**Excerpt provided:**
=-=-=

Simply Stumbling - My New Life in Japan
Murders of lone Asian women aren't uncommon
My first step into the blogging world should accurately represent the crazy person of whom you are about to read. So, starting off I'm not one to travel alone, not for a lack of will, though the thoughts of murderers do cross my mind, but more because I'm an Asian female from a country where murders aren't uncommon of lone females. Now that I have appropriately sensitised you as to the weirdo I am, and showcased my ease of flying from one topic to another, I'll continue onwards to what has brought you to this article. Japan.
View from my new room
Do you love Japan? Well you should, its awesome.
How did I get here???
Truthfully Japan was on my bucket list for places to visit since I was a kid but I never thought I would actually get here, or at least come here alone. I was doing what a lot of graduates do, listening to podcasts to get motivated and sending out portfolios to get a job. I never expected to get a reply back from Japan but because of its culture of open desk internships, here I am. And it's as surreal as showed in anime.
What is it like arriving alone in Japan?
Well this would be my first question if I was to ever start this kind of trip again.
- First of all, it freaking amazing. I felt liberated sitting alone at the airport waiting for my flight. Felt like a grown-up.
- Japan is super easy to navigate, even when you don't know any Japanese. You can basically plan everything you need to do before you even arrive here.
- It's super safe, I was travelling alone for most of the day and I never felt weird or out of place. It does take a lot of rewiring for my female brain to understand that I can do anything, at any time of day and I won't have to be on high alert of predators.
What is the true Japan?
Definitely not the streets and buildings, though in Kyoto you will find many that will steal your heart, but it's the people.
Through an architect's eye
- It's not hard to imagine why an architect would love visiting Japan, but arriving in Osaka was a true shock. I had built up Japan in my mind as this wonderland where the people and streets are filled with anime type situations.
- I know, I know, stupid of me and truthfully I had didn't really research too much about what to expect in Japan; I wanted to come here blind. As an architect Osaka was really underwhelming.

=-=-=

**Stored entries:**

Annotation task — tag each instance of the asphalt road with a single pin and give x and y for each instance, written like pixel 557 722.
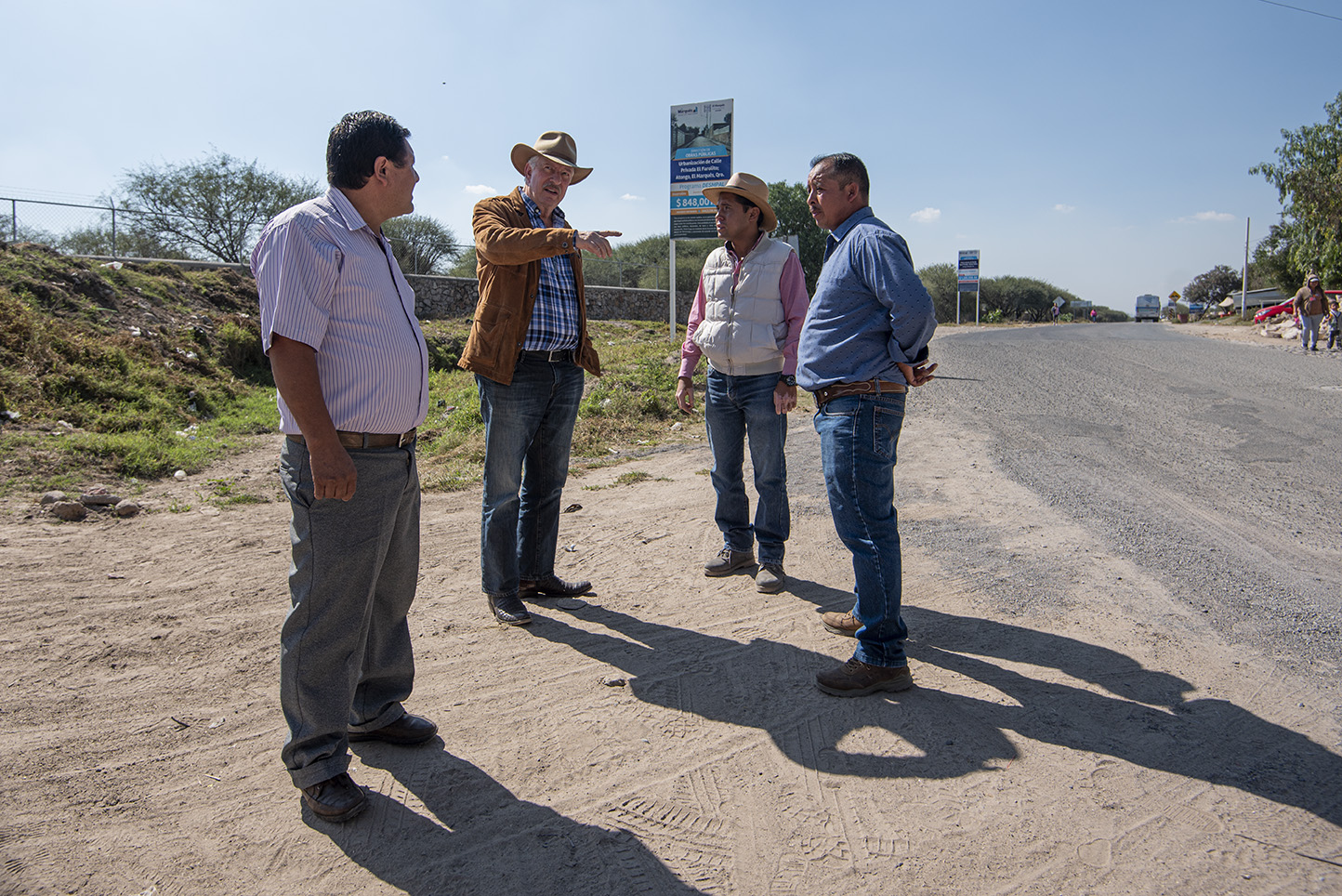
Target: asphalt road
pixel 1212 465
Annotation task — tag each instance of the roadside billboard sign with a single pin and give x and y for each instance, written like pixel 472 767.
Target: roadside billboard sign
pixel 967 272
pixel 701 156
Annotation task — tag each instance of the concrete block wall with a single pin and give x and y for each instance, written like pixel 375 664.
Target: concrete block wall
pixel 455 296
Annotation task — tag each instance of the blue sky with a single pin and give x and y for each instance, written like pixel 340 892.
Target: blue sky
pixel 1103 147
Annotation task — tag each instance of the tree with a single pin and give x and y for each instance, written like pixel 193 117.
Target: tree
pixel 940 281
pixel 465 265
pixel 1309 181
pixel 1272 265
pixel 130 242
pixel 1214 286
pixel 789 204
pixel 422 244
pixel 1009 298
pixel 214 206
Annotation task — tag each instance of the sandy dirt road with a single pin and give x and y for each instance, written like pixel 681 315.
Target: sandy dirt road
pixel 665 738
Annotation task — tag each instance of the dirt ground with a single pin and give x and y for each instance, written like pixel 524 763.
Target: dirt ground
pixel 664 738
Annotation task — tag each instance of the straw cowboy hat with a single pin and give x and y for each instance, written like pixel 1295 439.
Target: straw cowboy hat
pixel 555 145
pixel 753 190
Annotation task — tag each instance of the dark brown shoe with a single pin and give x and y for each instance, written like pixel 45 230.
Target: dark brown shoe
pixel 552 586
pixel 405 731
pixel 336 798
pixel 770 578
pixel 855 679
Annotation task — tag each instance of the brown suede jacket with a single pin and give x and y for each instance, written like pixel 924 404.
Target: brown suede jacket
pixel 507 263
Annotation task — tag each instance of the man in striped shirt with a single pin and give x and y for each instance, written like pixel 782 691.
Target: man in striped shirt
pixel 529 347
pixel 352 373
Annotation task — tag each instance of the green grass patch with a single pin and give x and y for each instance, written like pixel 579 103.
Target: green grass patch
pixel 133 373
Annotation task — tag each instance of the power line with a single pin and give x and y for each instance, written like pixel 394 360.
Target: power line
pixel 1312 12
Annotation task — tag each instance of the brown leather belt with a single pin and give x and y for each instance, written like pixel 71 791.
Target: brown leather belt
pixel 368 439
pixel 864 388
pixel 556 356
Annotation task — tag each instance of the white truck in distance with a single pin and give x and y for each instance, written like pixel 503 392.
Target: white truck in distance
pixel 1148 308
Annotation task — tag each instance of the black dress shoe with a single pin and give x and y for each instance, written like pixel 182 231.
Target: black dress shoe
pixel 336 798
pixel 510 611
pixel 553 586
pixel 407 730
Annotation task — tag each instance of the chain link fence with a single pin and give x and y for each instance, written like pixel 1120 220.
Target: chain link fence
pixel 117 232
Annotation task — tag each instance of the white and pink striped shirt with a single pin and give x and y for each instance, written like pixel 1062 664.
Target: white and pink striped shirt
pixel 328 281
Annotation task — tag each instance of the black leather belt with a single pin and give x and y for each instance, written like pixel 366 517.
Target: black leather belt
pixel 553 356
pixel 864 388
pixel 368 439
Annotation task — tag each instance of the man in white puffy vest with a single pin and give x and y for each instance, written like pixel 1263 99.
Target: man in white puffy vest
pixel 746 320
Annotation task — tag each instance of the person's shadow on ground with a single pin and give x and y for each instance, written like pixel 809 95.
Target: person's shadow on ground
pixel 480 840
pixel 770 686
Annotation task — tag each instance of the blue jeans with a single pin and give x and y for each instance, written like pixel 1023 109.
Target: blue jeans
pixel 736 408
pixel 1310 330
pixel 858 438
pixel 528 435
pixel 345 647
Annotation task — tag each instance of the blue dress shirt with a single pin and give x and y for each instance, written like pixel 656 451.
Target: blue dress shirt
pixel 870 309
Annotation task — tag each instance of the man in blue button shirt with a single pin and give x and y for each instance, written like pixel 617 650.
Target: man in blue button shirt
pixel 863 344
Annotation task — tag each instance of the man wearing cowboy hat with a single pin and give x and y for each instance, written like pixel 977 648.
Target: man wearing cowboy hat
pixel 528 348
pixel 746 318
pixel 1311 305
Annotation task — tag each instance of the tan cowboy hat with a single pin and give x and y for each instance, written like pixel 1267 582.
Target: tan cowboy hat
pixel 753 190
pixel 555 145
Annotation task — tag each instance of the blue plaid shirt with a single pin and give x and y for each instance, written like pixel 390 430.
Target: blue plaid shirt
pixel 555 320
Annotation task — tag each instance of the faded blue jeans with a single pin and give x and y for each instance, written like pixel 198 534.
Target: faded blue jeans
pixel 528 435
pixel 858 438
pixel 1310 330
pixel 737 408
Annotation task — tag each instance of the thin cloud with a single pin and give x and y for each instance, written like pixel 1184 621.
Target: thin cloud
pixel 1218 217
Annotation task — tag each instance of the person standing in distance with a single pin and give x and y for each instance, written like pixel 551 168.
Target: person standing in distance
pixel 863 344
pixel 1311 305
pixel 352 373
pixel 746 320
pixel 528 348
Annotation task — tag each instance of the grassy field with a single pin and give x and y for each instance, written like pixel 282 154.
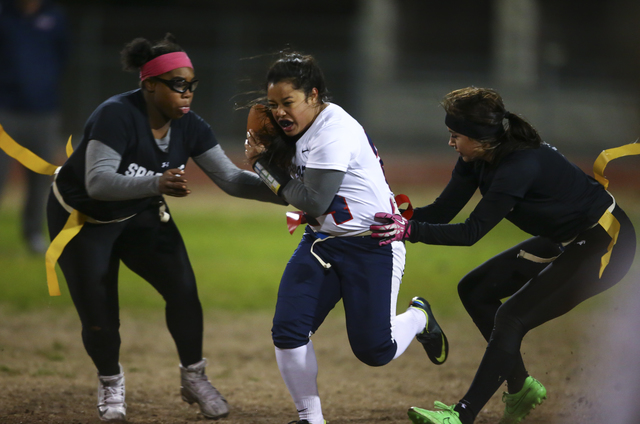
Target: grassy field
pixel 239 249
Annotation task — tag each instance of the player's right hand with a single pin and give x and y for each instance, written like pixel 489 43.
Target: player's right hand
pixel 173 183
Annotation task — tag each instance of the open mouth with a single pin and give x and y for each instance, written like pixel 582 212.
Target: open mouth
pixel 285 124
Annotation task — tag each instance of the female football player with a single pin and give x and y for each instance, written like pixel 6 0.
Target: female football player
pixel 134 150
pixel 319 159
pixel 583 243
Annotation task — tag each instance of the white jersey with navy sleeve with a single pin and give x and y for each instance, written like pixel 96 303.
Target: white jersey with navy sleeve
pixel 336 141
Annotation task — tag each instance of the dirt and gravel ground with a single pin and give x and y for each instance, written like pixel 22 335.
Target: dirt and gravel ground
pixel 46 377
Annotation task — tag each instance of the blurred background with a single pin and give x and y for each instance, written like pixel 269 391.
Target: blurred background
pixel 572 68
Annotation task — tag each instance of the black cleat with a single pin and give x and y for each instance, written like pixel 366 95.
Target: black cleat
pixel 432 337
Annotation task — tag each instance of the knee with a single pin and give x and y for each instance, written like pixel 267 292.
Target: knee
pixel 376 356
pixel 508 331
pixel 285 335
pixel 467 290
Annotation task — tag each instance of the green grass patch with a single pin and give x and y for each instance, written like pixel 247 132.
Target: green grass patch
pixel 239 248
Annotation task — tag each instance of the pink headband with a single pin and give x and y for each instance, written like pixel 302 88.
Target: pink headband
pixel 164 63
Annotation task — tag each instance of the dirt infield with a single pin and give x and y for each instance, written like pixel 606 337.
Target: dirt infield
pixel 46 377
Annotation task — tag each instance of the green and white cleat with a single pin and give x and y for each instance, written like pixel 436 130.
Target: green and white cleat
pixel 432 337
pixel 519 405
pixel 445 415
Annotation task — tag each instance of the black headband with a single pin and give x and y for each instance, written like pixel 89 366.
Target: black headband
pixel 472 129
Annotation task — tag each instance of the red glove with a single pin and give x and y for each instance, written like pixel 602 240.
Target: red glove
pixel 396 228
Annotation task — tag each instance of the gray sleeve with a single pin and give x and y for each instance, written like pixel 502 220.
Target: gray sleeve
pixel 233 180
pixel 104 183
pixel 316 193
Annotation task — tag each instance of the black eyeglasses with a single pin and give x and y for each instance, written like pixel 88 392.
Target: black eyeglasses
pixel 179 85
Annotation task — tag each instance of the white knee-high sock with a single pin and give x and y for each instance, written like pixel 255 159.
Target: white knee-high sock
pixel 299 370
pixel 405 326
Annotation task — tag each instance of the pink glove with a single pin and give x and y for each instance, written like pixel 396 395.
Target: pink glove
pixel 397 228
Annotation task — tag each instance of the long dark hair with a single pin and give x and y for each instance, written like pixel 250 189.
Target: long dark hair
pixel 140 50
pixel 485 107
pixel 303 72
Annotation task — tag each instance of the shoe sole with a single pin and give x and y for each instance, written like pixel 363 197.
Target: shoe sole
pixel 417 418
pixel 444 350
pixel 537 402
pixel 210 417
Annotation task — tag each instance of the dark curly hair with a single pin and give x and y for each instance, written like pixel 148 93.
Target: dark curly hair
pixel 485 106
pixel 304 73
pixel 140 50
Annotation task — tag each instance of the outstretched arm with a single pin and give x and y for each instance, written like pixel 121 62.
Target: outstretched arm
pixel 233 180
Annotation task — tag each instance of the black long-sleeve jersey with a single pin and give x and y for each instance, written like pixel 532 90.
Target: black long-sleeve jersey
pixel 538 190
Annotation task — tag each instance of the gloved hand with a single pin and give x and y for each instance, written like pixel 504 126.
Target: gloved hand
pixel 396 228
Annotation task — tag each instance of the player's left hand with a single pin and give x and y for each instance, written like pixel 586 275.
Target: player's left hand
pixel 396 228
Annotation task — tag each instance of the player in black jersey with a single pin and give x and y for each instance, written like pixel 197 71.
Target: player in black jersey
pixel 583 243
pixel 133 151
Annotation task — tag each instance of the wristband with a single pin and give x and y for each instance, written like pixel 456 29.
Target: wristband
pixel 275 178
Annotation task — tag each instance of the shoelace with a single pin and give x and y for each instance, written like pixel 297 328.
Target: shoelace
pixel 113 394
pixel 204 388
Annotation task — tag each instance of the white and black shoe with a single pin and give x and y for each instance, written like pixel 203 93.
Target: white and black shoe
pixel 196 388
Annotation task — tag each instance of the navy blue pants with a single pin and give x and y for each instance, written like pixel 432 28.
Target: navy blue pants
pixel 152 249
pixel 361 274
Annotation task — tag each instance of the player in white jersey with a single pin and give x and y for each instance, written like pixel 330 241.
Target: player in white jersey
pixel 320 160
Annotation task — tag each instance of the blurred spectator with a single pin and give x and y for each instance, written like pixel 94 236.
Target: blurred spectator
pixel 33 50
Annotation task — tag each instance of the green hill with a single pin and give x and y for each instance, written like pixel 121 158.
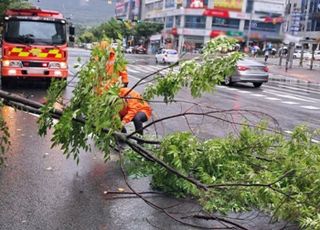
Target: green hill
pixel 84 12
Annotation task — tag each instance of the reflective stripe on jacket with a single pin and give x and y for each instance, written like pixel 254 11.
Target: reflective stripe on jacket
pixel 133 103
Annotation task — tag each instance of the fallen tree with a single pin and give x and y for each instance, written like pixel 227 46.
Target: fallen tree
pixel 256 167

=-=-=

**Written task 1:**
Answer these questions about the Japan blog post:
(a) In which city did the writer find arriving a true shock and, as an architect, underwhelming?
(b) Which culture in Japan does the writer credit for getting a reply from there?
(c) In which city does the writer say you will find many streets and buildings that will steal your heart?
**Written task 2:**
From the records, extract everything from the line containing "Annotation task — tag each instance of the blue dress" down to the line containing "pixel 555 320", including both of those lines.
The blog post and the records are unrelated material.

**Exercise solution 1:**
(a) Osaka
(b) Its culture of open desk internships
(c) Kyoto

**Exercise solution 2:**
Annotation task — tag each instance of the blue dress shirt with a single pin and give x and y for each instance, written like pixel 656 451.
Target: blue dress shirt
pixel 870 309
Annotation task — tag each instance of the man in blue button shirt with a single pin and give x and y for each instance, written like pixel 617 650.
Target: man in blue button shirt
pixel 863 344
Annotation task — tag each instance of the man wearing cowboy hat with a single pin and give x and y for each instance, written like pixel 977 648.
Target: man wearing cowboy hat
pixel 528 348
pixel 746 318
pixel 1311 305
Annotation task — tag each instance of the tan cowboy hat with a single pin and give x and y for each instance, written like pixel 1267 582.
Target: tan cowboy hat
pixel 753 190
pixel 555 145
Annotation task — tag each instance of the blue plaid shirt with a single pin and give x and y for each instance, written like pixel 390 430.
Target: blue plaid shirt
pixel 555 320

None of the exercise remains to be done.